--- EXERCISE MATERIAL ---
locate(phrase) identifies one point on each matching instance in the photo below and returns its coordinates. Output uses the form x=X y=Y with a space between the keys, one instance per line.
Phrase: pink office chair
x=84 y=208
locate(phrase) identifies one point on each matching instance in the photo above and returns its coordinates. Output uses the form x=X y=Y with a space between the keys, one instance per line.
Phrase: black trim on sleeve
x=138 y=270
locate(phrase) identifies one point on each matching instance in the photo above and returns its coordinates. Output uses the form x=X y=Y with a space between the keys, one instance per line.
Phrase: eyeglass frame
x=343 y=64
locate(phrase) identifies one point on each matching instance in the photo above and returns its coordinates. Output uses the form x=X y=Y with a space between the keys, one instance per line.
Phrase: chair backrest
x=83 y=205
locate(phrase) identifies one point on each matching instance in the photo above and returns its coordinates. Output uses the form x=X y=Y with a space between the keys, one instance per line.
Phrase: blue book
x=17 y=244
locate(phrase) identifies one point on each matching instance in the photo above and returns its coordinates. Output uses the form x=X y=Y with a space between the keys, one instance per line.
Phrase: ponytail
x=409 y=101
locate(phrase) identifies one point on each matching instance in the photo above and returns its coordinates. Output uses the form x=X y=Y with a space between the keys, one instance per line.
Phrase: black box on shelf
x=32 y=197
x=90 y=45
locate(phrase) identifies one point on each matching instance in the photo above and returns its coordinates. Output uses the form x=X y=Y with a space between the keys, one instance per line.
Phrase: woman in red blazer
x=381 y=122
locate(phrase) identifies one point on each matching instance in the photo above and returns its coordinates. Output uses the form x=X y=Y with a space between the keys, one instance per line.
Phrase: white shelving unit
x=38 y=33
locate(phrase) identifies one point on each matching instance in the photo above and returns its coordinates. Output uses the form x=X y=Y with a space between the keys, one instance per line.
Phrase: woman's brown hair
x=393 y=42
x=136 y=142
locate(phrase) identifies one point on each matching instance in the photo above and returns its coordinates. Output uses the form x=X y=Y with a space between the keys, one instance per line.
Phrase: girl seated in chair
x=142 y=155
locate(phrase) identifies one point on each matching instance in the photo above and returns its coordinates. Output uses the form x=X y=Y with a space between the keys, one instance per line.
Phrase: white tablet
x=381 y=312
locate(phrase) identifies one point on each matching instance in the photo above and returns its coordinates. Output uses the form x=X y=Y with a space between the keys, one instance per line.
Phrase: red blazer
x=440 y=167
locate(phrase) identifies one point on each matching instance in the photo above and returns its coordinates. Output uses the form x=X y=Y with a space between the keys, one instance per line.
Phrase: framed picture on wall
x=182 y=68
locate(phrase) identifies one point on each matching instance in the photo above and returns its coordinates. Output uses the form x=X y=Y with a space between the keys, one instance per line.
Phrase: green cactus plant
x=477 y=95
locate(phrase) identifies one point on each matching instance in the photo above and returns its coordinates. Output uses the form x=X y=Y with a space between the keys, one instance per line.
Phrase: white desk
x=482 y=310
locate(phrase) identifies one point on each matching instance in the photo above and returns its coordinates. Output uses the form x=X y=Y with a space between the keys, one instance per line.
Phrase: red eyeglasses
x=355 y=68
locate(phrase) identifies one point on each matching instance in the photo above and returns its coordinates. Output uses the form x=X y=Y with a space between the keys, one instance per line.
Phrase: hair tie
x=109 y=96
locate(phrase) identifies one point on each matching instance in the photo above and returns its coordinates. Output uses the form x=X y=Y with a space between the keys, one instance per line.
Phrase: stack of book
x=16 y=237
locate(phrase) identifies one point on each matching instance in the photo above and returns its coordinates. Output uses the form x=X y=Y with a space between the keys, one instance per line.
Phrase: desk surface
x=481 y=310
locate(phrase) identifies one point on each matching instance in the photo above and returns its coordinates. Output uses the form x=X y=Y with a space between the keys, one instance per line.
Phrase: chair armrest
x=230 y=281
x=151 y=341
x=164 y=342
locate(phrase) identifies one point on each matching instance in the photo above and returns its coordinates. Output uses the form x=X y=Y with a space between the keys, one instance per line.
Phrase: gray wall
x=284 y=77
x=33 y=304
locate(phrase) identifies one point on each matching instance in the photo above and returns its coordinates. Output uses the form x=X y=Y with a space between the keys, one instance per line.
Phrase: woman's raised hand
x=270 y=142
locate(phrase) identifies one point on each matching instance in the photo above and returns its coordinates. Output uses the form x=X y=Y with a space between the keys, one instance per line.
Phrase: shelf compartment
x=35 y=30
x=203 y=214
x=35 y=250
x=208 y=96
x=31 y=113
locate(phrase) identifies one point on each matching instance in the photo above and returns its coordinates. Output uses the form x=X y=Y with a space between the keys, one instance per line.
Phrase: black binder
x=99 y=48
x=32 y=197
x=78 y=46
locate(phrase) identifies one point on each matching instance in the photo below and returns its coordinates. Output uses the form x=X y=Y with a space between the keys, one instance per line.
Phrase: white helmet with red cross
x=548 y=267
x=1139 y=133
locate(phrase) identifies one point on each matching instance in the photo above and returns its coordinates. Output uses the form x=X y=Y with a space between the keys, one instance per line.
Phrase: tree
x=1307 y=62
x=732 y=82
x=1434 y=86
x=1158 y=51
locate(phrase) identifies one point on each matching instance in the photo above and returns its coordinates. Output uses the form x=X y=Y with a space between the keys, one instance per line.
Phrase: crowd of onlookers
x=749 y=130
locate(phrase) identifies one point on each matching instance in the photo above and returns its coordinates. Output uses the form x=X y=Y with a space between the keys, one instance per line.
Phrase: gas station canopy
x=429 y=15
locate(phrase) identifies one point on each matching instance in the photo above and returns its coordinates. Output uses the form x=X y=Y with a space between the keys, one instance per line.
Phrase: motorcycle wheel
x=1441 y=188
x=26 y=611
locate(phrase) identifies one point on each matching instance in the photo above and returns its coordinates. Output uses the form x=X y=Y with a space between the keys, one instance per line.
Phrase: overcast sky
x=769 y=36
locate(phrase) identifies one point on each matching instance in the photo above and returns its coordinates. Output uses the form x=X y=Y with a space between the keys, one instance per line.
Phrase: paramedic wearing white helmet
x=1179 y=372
---
### [WHAT IS REQUIRED]
Recopy the entries above in their entirety, exactly.

### [ANSWER]
locate(phrase) identifies one point on each matching instance in the photo below and returns its coordinates. Output uses the form x=X y=Y with a space between the keys, one instance per line.
Phrase: pink office chair
x=84 y=208
locate(phrase) identifies one point on each matching instance in the photo above and returns its coordinates. Output uses the form x=X y=Y with a space between the keys, one instance per line.
Phrase: black trim on sleeve
x=138 y=270
locate(phrase) identifies one point on each matching instance in the photo above and returns its coordinates. Output uses the form x=X y=Y with a space between the keys, one instance per line.
Phrase: eyeglass frame
x=343 y=64
locate(phrase) identifies one point on each matching instance in the photo above and returns its coordinates. Output uses the form x=X y=Y with a space between the keys, one instance per line.
Phrase: chair backrest
x=83 y=205
locate(phrase) identifies one point on each matching instance in the photo above and returns its coordinates. Output uses the form x=X y=Y with a space between the keys, one instance per line.
Phrase: blue book
x=17 y=244
locate(phrase) identifies one point on each matching instance in the photo above and returns its coordinates. Output uses the form x=X y=Y with a space between the keys, one instance per line.
Phrase: ponytail
x=409 y=101
locate(phrase) identifies one point on each matching instance in the photo above and returns its coordinates. Output uses the form x=X y=Y with a space between the keys, one instance per line.
Phrase: black box on shelf
x=32 y=197
x=90 y=45
locate(phrase) identifies one point on each matching instance in the photo above and returns its coordinates. Output uses the form x=X y=Y with a space between the keys, one instance per line.
Phrase: woman in red blazer
x=381 y=122
locate(phrase) identifies one point on each matching instance in the photo above and returns its coordinates. Output uses the form x=X y=Y with a space between the keys, one instance per line.
Phrase: white shelving unit
x=38 y=33
locate(phrase) identifies one point on each matching instance in the photo above and returns its coordinates. Output uses the form x=X y=Y with a space between the keys, one instance per line.
Phrase: woman's brown hair
x=393 y=42
x=136 y=142
locate(phrase) identifies one point on each matching instance in the photo above and returns its coordinates. Output uses the form x=X y=Y with a space between the keys, one instance per line.
Phrase: girl seated in chair
x=142 y=155
locate(phrase) identifies one point on each matching instance in the photo above and returns its coordinates. Output uses the form x=X y=Y with a space between the keys, one instance per line.
Phrase: white tablet
x=381 y=312
locate(phrase) identifies one point on each matching instance in the photo above and returns its coordinates. Output uses the form x=X y=Y with a space between the keys, one instance per line.
Phrase: red blazer
x=440 y=167
locate(phrase) identifies one point on each matching instance in the photo above and returns its coordinates. Output uses the form x=X y=Y with a space between the keys, one instance per line.
Phrase: framed picture on wall
x=182 y=68
locate(phrase) identifies one point on each matching instance in the photo above and returns its coordinates. Output uses the form x=X y=Y with a space between the keys, one instance per line.
Phrase: green cactus plant
x=477 y=95
locate(phrase) identifies one point on each matching instance in the photo above and returns its coordinates. Output uses the form x=X y=Y with a space between the keys, one instance per line.
Phrase: white desk
x=482 y=310
locate(phrase) identifies one point on each matching instance in the photo above and returns its coordinates. Output uses the form x=X y=Y with a space between the keys, one instance per line.
Phrase: red eyeglasses
x=355 y=68
locate(phrase) identifies one point on each matching instance in the photo above and returns its coordinates. Output uses the form x=X y=Y with a space between the keys, one instance per line.
Phrase: hair tie
x=109 y=96
locate(phrase) identifies one point on each matching instance in the photo above and returns its coordinates. Output uses the form x=X y=Y with a space between the keys, one instance per line.
Phrase: stack of book
x=16 y=237
locate(phrase) identifies one point on each matching instance in the photo above and returns its coordinates. Output uses the form x=X y=Y with a space between the keys, one instance per line.
Phrase: desk surface
x=481 y=310
locate(phrase) identifies one point on each matching instance in the photo above and returns its coordinates. Output uses the form x=X y=Y with a space between the keys, one instance per line.
Phrase: chair armrest
x=230 y=281
x=151 y=341
x=164 y=342
locate(phrase) identifies one point on each matching instance in the photo above and returns its coordinates. Output uses the form x=X y=Y with a space between the keys, one instance per line.
Phrase: gray wall
x=284 y=77
x=33 y=304
locate(phrase) identifies one point on each matching instance in the photo above and returns its coordinates. Output uses the form x=X y=Y with a space between the keys, one instance per line.
Phrase: woman's raised hand
x=270 y=142
locate(phrase) identifies one point on each matching instance in the photo above and returns its coordinates. Output uses the form x=X y=Y with a space between the keys, one instance per line.
Phrase: shelf compartment
x=35 y=30
x=203 y=214
x=35 y=250
x=208 y=96
x=31 y=113
locate(phrase) identifies one point on each matching instance in the photo above and returns its coordinates. Output uses the form x=X y=Y with a space between the keys, one instance per line.
Phrase: black binder
x=99 y=48
x=32 y=197
x=78 y=46
locate(phrase) identifies one point on each matching instance in the photo below and returns its coordinates. Output uses the form x=X y=Y with a space between the keys, one instance per line.
Phrase: white helmet with red cross
x=548 y=267
x=1139 y=133
locate(phrase) identifies one point on each matching instance in the photo above and returns its coordinates. Output uses the form x=X y=Y with a space between the keys, one instance per line.
Phrase: tree
x=1307 y=62
x=732 y=82
x=1434 y=86
x=1158 y=51
locate(phrase) identifies one point on each matching instance in the photo above and returns its coordinates. Output uses the form x=X y=Y with a space between the keys, one instance per line.
Phrase: crowd of onlookers
x=749 y=130
locate(phrase) identifies one point on each matching instance in the photo above and returns its coordinates. Output uses the form x=X y=Y with a space between the keys, one instance per line.
Phrase: gas station canopy
x=429 y=15
locate(phrase) identifies one point on each matching instance in the photo above and returns its coordinates. Output uses the form x=X y=Y with a space between the keys, one instance per line.
Phrase: motorcycle wheel
x=1441 y=188
x=26 y=611
locate(phrase) identifies one point on each matching instance in the photo above and returns its coordinates. Output uses the form x=X y=Y with a space between the keys, one instance per line.
Phrase: overcast sky
x=769 y=36
locate(phrase) identifies one point on each matching instance in the photo above and returns its coordinates. Output uses the form x=X y=Y with a space between the keys, one instance per line.
Phrase: paramedic wearing white helmet
x=1179 y=372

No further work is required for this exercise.